### ЧТО СДЕЛАТЬ
Перепишите слово в слово весь отрывок об обвале в шахте.

··· ФРАГМЕНТ ДОКУМЕНТА ···

В одной из лав, в которой мы, студенты-практиканты, находились, произошел обвал. Я никогда не забуду этого момента в моей жизни. Мы занимались сборкой конвейерных рештаков и вот в этот момент, когда лава не работала, начался невероятный треск деревянных стоек, которыми в шахтах крепят кровлю. Сначала был слабый треск и шум, затем он стремительно усилился, причем, в это время деревянные стойки как бы пухли, увеличиваясь в одном месте и по мере набухания, раскалывались на отдельные нити и тем самым постепенно укорачивались. Этот треск пронизывал нас своим неприятно-устрашающим звуком. Охваченные страхом и неуверенностью, мы с каждой минутой холодели.
На ремонтных работах, которые мы производили, был кадровый и опытный десятник (теперь они называются мастерами). Как только начался этот неприятный треск, он скомандовал нам немедленно покинуть лаву, но так как мы были от штрека на довольно значительном расстоянии, то вряд ли могли рассчитывать на спасение, если бы ползли по почве. Дело в том, что мощность разрабатываемого пласта этой лавы немногим более 1 метра и, естественно, в таком пространстве можно только ползти, а не свободно бежать. Нас выручили конвейерные рештаки, которые уже были нами смонтированы. Получив команду немедленно спускаться по рештакам вниз и поняв в чем дело, мы все с испуганными лицами один за другим стремительно спускались вниз по отшлифованным углем рештакам.

··· ЗАПИСИ НАБОРА ДАННЫХ ···

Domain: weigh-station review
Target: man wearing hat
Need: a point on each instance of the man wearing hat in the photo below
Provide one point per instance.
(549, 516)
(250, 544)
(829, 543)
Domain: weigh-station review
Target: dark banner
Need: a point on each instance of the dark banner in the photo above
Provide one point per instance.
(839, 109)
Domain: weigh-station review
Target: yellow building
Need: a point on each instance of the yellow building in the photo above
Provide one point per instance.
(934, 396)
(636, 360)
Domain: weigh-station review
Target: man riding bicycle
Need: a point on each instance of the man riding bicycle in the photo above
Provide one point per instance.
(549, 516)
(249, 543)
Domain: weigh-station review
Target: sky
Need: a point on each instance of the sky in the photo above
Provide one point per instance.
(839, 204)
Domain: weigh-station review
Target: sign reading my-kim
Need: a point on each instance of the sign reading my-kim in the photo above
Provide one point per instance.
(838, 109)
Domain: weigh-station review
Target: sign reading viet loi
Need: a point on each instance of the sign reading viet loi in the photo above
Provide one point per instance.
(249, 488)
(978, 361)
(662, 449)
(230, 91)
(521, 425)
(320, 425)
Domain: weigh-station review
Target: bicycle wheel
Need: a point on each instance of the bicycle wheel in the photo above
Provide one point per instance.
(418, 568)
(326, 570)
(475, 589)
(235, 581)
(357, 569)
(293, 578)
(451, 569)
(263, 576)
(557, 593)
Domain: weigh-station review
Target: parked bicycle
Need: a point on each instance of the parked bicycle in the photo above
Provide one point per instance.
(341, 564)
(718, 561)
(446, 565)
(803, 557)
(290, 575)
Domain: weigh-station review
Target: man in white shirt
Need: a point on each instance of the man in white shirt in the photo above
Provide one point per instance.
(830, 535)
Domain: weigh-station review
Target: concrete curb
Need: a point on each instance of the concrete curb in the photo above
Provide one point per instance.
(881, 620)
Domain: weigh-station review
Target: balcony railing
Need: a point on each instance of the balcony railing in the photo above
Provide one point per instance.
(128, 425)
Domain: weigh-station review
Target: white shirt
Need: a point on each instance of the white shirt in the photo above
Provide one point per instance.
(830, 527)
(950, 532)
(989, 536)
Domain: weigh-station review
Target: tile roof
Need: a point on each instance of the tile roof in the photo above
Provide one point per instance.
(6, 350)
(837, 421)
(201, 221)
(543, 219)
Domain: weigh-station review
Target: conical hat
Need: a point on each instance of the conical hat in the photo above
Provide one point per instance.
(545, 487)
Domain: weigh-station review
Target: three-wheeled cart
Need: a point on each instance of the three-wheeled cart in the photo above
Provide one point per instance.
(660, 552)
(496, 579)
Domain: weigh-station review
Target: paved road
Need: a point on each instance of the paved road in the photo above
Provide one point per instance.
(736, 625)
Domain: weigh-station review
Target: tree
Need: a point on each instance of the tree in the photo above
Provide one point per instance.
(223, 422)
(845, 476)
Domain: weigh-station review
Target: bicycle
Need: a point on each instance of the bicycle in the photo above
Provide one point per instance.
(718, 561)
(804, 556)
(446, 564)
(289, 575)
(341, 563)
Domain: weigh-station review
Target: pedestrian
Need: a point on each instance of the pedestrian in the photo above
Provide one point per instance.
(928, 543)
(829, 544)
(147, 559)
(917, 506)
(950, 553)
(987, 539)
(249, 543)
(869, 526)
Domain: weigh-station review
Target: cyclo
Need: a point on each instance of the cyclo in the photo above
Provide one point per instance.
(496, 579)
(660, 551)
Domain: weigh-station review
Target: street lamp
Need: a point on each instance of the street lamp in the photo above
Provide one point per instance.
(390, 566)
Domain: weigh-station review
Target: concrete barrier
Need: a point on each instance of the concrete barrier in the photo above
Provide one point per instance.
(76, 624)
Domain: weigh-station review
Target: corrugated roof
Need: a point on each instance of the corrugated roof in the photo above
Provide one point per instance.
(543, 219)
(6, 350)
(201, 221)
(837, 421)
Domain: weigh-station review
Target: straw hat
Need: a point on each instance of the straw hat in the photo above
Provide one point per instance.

···

### РЕЗУЛЬТАТ
В одной из лав, в которой мы, студенты-практиканты, находились, произошел обвал. Я никогда не забуду этого момента в моей жизни. Мы занимались сборкой конвейерных рештаков и вот в этот момент, когда лава не работала, начался невероятный треск деревянных стоек, которыми в шахтах крепят кровлю. Сначала был слабый треск и шум, затем он стремительно усилился, причем, в это время деревянные стойки как бы пухли, увеличиваясь в одном месте и по мере набухания, раскалывались на отдельные нити и тем самым постепенно укорачивались. Этот треск пронизывал нас своим неприятно-устрашающим звуком. Охваченные страхом и неуверенностью, мы с каждой минутой холодели.
На ремонтных работах, которые мы производили, был кадровый и опытный десятник (теперь они называются мастерами). Как только начался этот неприятный треск, он скомандовал нам немедленно покинуть лаву, но так как мы были от штрека на довольно значительном расстоянии, то вряд ли могли рассчитывать на спасение, если бы ползли по почве. Дело в том, что мощность разрабатываемого пласта этой лавы немногим более 1 метра и, естественно, в таком пространстве можно только ползти, а не свободно бежать. Нас выручили конвейерные рештаки, которые уже были нами смонтированы. Получив команду немедленно спускаться по рештакам вниз и поняв в чем дело, мы все с испуганными лицами один за другим стремительно спускались вниз по отшлифованным углем рештакам.